SELECTED PASSAGE:
◇ ◇ ◇ ◇ ◇

Published on 12:00 AM, December 11, 2016

Worker Migration to ME, Malaysia: Overseas touts jack up costs

A nexus between the employers of migrant workers overseas and illegal manpower brokers there is jacking up the migration cost of Bangladeshi workers.

Recruiting agents and illegal brokers in the Gulf and Southeast Asian regions “buy” work visas from overseas employers and then “sell” those either to licensed recruiting agents or illegal brokers in Bangladesh making a huge profit.

Aspirant migrant workers end up paying for all this.

They spend a huge amount of money, mostly obtained by taking out loans on high interest rates or selling their assets, for the migration. And when they reach the foreign land, they discover their wages make it difficult for them to repay the loans.

It often puts them in a cycle of debt.

For instance, in the case of Saudi Arabia, Bangladesh has set Tk 1.65 lakh in migration cost for each worker, including fees for passport, recruiting agents, government charges, and airfare. 

A Bangladeshi recruiting agent said when he contacted companies in Saudi Arabia regarding demand for workers, they told him that they had “sold” the work visas to Bangladeshi brokers there for Tk 3 lakh to Tk 4 lakh each.

“The work visas are not something that can be legally sold or bought. But, that's what is happening,” the agent told The Daily Star.

As a result, the total migration cost of the jobseekers is now between Tk 5 lakh and 6 lakh, the agent said.

The recruitment agent said they have to “buy” every single Saudi work visa for about Tk 3 lakh.

◇ ◇ ◇ ◇ ◇

LISTED RECORDS:
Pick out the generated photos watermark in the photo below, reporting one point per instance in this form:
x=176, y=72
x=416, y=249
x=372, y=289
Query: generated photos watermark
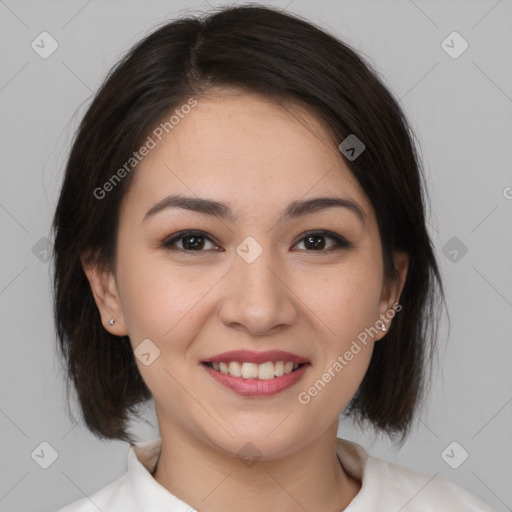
x=151, y=142
x=304, y=397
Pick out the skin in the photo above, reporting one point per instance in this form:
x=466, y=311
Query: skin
x=256, y=156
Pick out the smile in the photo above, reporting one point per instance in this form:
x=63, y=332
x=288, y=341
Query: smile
x=256, y=380
x=266, y=371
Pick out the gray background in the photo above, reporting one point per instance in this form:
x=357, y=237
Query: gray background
x=460, y=109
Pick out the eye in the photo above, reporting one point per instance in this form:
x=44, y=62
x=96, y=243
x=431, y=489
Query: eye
x=197, y=241
x=191, y=241
x=315, y=241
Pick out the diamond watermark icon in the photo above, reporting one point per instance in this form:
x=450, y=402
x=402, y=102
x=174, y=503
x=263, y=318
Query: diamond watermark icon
x=454, y=455
x=44, y=45
x=146, y=352
x=352, y=147
x=454, y=45
x=44, y=455
x=454, y=250
x=249, y=250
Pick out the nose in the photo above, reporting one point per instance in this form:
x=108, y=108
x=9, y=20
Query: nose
x=257, y=297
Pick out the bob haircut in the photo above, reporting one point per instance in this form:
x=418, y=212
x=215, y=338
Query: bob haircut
x=261, y=50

◇ ◇ ◇ ◇ ◇

PROBLEMS TO SOLVE:
A. In one to three sentences, explain why, according to the article on Bangladeshi worker migration costs, aspirant migrant workers often end up in "a cycle of debt."
B. Continue the article on Bangladeshi worker migration costs from its last sentence.
The data stand apart from the article on Bangladeshi worker migration costs.

TASK-BY-TASK OUTPUTS:
A. They pay a huge amount for migration, mostly with money from high-interest loans or from selling their assets. Once abroad, they find their wages make it difficult to repay those loans.

B.
The agent said brokers in Saudi Arabia send addresses of people in Bangladesh who are relatives of migrant workers or business people in Saudi Arabia. The agents pay the relatives here in Bangladesh and the illegal brokers collect the money from the migrant workers or businessmen in Saudi Arabia and bribe the employers for work visas.

The Bangladeshi migrant workers or the businessmen would have otherwise sent the money home as remittance.

A study by Malaysian NGO Tenaganita in 2007 found migration cost for a Bangladeshi in Malaysia was Tk 1.6 lakh to Tk 2.2 lakh. Less than half the amount stays in Bangladesh as fees and profit for the recruitment agents and the rest is used in Malaysia to pay bribes.

“This amount, if not paid as kickbacks to the employers, their personnel or labour supply agents in the labour-hiring countries, would surely have been remitted to Bangladesh,” said another recruiting agent.

Bangladeshi migrant workers pay the highest recruitment costs in the world, said a World Bank report released in early 2015.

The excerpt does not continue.